## Text to read
= = = = = = =

Since the 4th Dimension's first major tour in 2007, bassists Hadrien Feraud and Dominique di Piazza have come and gone—the position is now held by Cameroonian Etienne Mbappe—and drummer Mark Mondesir has been replaced by Ranjit Barot. McLaughlin is in no doubt as to Barot's impact on the 4th Dimension. "The new recording is really the result of Ranjit's presence," McLaughlin acknowledges. Since his tenure in drummer Tony Williams' Lifetime, McLaughlin has consistently worked with extremely dynamic drummers and percussionists, from Billy Cobham and Narada Michael Walden to Dennis Chambers, Trilok Gurtu and of course Zakir Hussain, in a 40-year association. As a drummer, Barot seems to provide the missing link.

With the bustling polyrhythmic energy of Cobham and a deep understanding of Northern and Southern Indian music, Barot is McLaughlin's kind of drummer. "He provokes me," says McLaughlin, laughing, "but that's what I need to get to the unknown. You can only get to the unknown if you have a certain kind of stimulus—somebody behind you putting their foot in your backside. And of course, it's my job to put my foot in their backsides."

= = = = = = =

## Written task 1
In the 4th Dimension article, why does McLaughlin welcome being provoked by Barot? Answer in one to three sentences.
## Written task 2
Print the 4th Dimension article's wording between "Since the 4th" and "the missing link.", inclusive.

Records of labeled points:

= = = = = = =

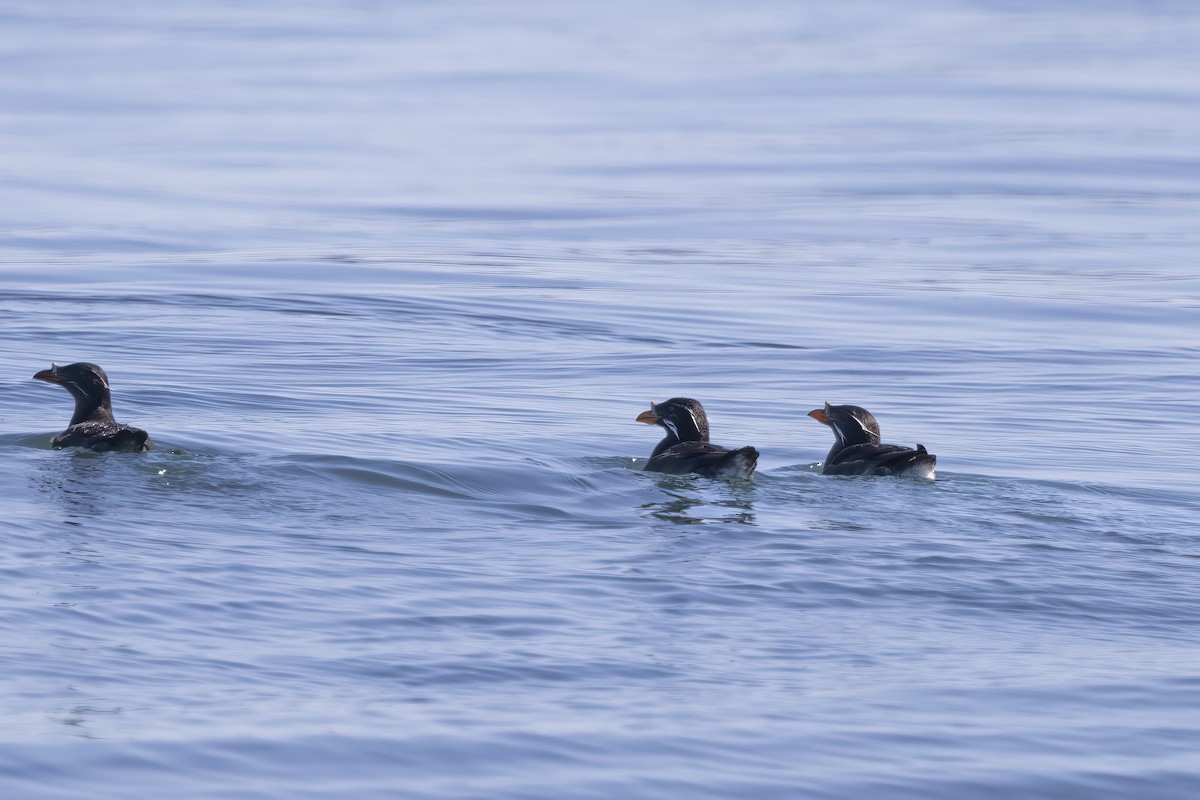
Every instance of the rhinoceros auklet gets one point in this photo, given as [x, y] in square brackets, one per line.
[857, 450]
[93, 425]
[687, 449]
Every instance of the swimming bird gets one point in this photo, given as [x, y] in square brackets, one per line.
[93, 425]
[857, 450]
[687, 449]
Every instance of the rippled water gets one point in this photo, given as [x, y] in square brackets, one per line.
[388, 284]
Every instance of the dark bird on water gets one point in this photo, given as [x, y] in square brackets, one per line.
[93, 425]
[857, 450]
[687, 449]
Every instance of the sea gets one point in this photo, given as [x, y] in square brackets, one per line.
[389, 282]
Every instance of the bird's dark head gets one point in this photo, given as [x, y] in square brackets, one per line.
[682, 416]
[87, 383]
[852, 425]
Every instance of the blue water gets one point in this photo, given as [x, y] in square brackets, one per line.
[388, 284]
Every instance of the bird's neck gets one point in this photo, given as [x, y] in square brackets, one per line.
[669, 441]
[93, 409]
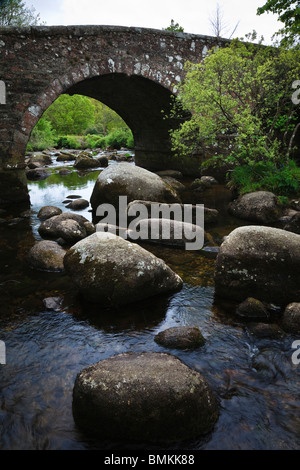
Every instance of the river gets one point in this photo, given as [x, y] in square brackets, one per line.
[254, 379]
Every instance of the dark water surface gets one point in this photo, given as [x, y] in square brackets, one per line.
[254, 379]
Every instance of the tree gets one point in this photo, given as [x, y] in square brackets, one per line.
[15, 13]
[106, 120]
[71, 114]
[289, 15]
[174, 27]
[219, 27]
[240, 103]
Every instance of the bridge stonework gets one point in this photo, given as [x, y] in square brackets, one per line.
[132, 70]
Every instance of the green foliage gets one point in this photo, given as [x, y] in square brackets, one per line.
[95, 141]
[69, 142]
[71, 114]
[289, 15]
[106, 120]
[42, 136]
[174, 27]
[240, 103]
[15, 13]
[76, 122]
[119, 138]
[265, 175]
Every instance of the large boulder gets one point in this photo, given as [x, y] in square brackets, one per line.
[46, 212]
[210, 215]
[143, 397]
[68, 226]
[260, 206]
[132, 181]
[46, 255]
[260, 262]
[168, 232]
[108, 269]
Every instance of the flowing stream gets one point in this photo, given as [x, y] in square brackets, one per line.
[255, 381]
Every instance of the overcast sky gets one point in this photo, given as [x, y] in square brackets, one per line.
[192, 15]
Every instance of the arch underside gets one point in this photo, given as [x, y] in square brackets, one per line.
[142, 104]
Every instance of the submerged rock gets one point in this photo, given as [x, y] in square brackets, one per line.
[86, 162]
[108, 269]
[37, 174]
[47, 212]
[290, 321]
[68, 226]
[46, 255]
[180, 337]
[265, 330]
[293, 224]
[151, 397]
[168, 232]
[260, 262]
[210, 215]
[252, 309]
[78, 204]
[259, 206]
[66, 157]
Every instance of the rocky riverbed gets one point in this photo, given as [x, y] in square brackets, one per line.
[52, 333]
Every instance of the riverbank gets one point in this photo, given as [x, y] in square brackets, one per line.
[253, 377]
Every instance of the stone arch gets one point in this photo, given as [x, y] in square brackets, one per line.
[142, 101]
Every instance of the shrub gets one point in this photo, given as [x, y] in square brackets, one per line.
[282, 180]
[95, 141]
[68, 141]
[42, 136]
[119, 138]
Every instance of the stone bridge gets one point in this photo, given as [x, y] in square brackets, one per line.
[134, 71]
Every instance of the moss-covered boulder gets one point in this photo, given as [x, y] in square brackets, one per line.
[143, 397]
[68, 226]
[132, 181]
[259, 206]
[180, 337]
[108, 269]
[260, 262]
[46, 255]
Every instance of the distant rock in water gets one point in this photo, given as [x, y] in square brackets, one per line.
[180, 337]
[290, 321]
[47, 212]
[152, 397]
[259, 206]
[110, 270]
[46, 255]
[134, 182]
[37, 174]
[78, 204]
[85, 162]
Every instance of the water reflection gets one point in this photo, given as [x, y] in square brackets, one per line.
[254, 379]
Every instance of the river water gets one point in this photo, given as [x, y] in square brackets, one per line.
[254, 379]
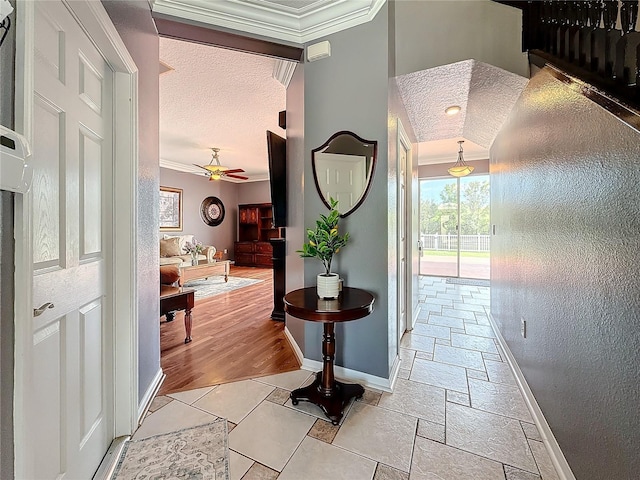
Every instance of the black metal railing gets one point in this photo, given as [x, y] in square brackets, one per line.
[595, 40]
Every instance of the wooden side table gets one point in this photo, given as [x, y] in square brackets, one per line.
[178, 298]
[325, 391]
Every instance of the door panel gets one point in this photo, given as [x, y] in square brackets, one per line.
[402, 244]
[71, 418]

= = = = = = =

## Task result 1
McLaughlin says being provoked is what he needs to get to the unknown. He explains that you can only reach the unknown with a certain kind of stimulus: someone behind you pushing you on.

## Task result 2
Since the 4th Dimension's first major tour in 2007, bassists Hadrien Feraud and Dominique di Piazza have come and gone—the position is now held by Cameroonian Etienne Mbappe—and drummer Mark Mondesir has been replaced by Ranjit Barot. McLaughlin is in no doubt as to Barot's impact on the 4th Dimension. "The new recording is really the result of Ranjit's presence," McLaughlin acknowledges. Since his tenure in drummer Tony Williams' Lifetime, McLaughlin has consistently worked with extremely dynamic drummers and percussionists, from Billy Cobham and Narada Michael Walden to Dennis Chambers, Trilok Gurtu and of course Zakir Hussain, in a 40-year association. As a drummer, Barot seems to provide the missing link.